# Exercise description:
Can you give back, character for character, the lines of the records starting at the line containing "indicate: blue sky" and ending at the final line of the records, with both of those lines included?

▼

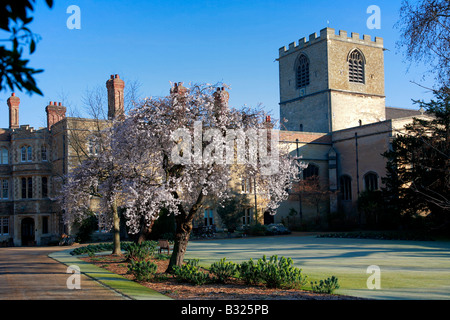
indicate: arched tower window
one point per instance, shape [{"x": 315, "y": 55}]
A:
[
  {"x": 311, "y": 172},
  {"x": 302, "y": 71},
  {"x": 356, "y": 66}
]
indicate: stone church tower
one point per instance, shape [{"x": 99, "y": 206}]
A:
[{"x": 331, "y": 82}]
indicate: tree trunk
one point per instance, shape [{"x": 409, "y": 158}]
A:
[
  {"x": 144, "y": 231},
  {"x": 182, "y": 233},
  {"x": 116, "y": 230}
]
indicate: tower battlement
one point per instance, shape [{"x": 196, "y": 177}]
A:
[{"x": 329, "y": 34}]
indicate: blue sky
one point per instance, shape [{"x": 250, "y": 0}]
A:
[{"x": 235, "y": 42}]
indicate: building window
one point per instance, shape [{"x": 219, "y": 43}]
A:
[
  {"x": 44, "y": 187},
  {"x": 5, "y": 189},
  {"x": 246, "y": 185},
  {"x": 356, "y": 67},
  {"x": 27, "y": 188},
  {"x": 44, "y": 155},
  {"x": 209, "y": 217},
  {"x": 4, "y": 226},
  {"x": 4, "y": 156},
  {"x": 302, "y": 75},
  {"x": 44, "y": 225},
  {"x": 26, "y": 154},
  {"x": 311, "y": 172},
  {"x": 346, "y": 187},
  {"x": 371, "y": 181},
  {"x": 246, "y": 219},
  {"x": 93, "y": 147}
]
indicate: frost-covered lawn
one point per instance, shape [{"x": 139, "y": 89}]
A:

▲

# Reply:
indicate: blue sky
one point per instance, shape [{"x": 250, "y": 0}]
A:
[{"x": 235, "y": 42}]
indicate: building window
one point per instance, shape [{"x": 219, "y": 43}]
A:
[
  {"x": 44, "y": 187},
  {"x": 5, "y": 189},
  {"x": 246, "y": 185},
  {"x": 356, "y": 67},
  {"x": 27, "y": 188},
  {"x": 44, "y": 155},
  {"x": 209, "y": 217},
  {"x": 4, "y": 226},
  {"x": 4, "y": 156},
  {"x": 302, "y": 75},
  {"x": 44, "y": 225},
  {"x": 26, "y": 154},
  {"x": 311, "y": 172},
  {"x": 346, "y": 187},
  {"x": 371, "y": 181},
  {"x": 246, "y": 219},
  {"x": 93, "y": 147}
]
indicate: frost-covered lawn
one point per instance, shape [{"x": 139, "y": 89}]
A:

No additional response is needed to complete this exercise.